(Rows from a dataset)
+===+

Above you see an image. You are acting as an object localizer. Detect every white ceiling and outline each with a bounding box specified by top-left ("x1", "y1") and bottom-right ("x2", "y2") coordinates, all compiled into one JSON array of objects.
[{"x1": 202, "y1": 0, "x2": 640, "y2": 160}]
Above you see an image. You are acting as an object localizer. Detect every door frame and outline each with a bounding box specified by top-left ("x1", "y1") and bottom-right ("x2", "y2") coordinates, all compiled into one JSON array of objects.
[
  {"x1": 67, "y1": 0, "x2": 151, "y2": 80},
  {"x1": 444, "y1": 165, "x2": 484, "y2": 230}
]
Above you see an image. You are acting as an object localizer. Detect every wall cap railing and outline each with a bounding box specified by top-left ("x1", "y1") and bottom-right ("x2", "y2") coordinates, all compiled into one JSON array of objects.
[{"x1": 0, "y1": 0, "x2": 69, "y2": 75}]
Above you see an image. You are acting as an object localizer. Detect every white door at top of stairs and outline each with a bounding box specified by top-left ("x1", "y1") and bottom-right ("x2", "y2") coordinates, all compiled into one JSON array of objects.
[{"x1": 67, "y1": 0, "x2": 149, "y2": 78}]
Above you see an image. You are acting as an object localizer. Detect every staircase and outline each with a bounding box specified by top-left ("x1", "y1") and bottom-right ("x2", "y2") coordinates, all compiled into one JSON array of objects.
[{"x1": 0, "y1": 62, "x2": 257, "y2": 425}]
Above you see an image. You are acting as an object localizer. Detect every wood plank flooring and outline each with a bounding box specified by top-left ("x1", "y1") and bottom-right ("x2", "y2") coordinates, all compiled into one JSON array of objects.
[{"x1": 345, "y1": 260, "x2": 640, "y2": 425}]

+===+

» Short exercise: Retype every one of the lines above, keeping each word and character unchanged.

» Answer to this task:
Above you see an image. You are acting as an object localizer. Detect every white ceiling and outline each with a bounding box specified by top-left ("x1", "y1") and bottom-right ("x2", "y2") coordinates, all compiled into one JSON array of objects.
[{"x1": 202, "y1": 0, "x2": 640, "y2": 160}]
Above you see an image. You are acting as an object localizer. Detect every door frame and outline each with a bounding box specified by top-left ("x1", "y1") and bottom-right ("x2", "y2") coordinates, all compiled into one JSON array of objects.
[
  {"x1": 67, "y1": 0, "x2": 151, "y2": 80},
  {"x1": 444, "y1": 165, "x2": 484, "y2": 230}
]
Above you see an image. You are acting as an object localizer. Detect every wall cap railing and outline each with a bounding box specified by top-left ("x1", "y1") and bottom-right ("x2", "y2") coordinates, all compiled into one JSON array of objects.
[{"x1": 0, "y1": 0, "x2": 69, "y2": 75}]
Above you see an image. You are acting as an object localizer. Detect every white door at top of stairs and outline each with a bounding box specified by top-left ("x1", "y1") and bottom-right ("x2", "y2") coordinates, all compiled into one JSON array of objects.
[{"x1": 67, "y1": 0, "x2": 149, "y2": 78}]
Above you see an image. You are acting as an object localizer. Detect every staircase and outline each with a bounding box specified by top-left ("x1", "y1") and bottom-right ("x2", "y2") coordinates, all compiled into one JSON array of objects.
[{"x1": 0, "y1": 62, "x2": 257, "y2": 425}]
Above you see an image. You are acting as an object localizer. Detect every wood plank flooring and outline each with a bounding box specified by top-left ("x1", "y1") and bottom-right ("x2", "y2") coordinates, all compiled into one JSON array of objects.
[{"x1": 345, "y1": 260, "x2": 640, "y2": 425}]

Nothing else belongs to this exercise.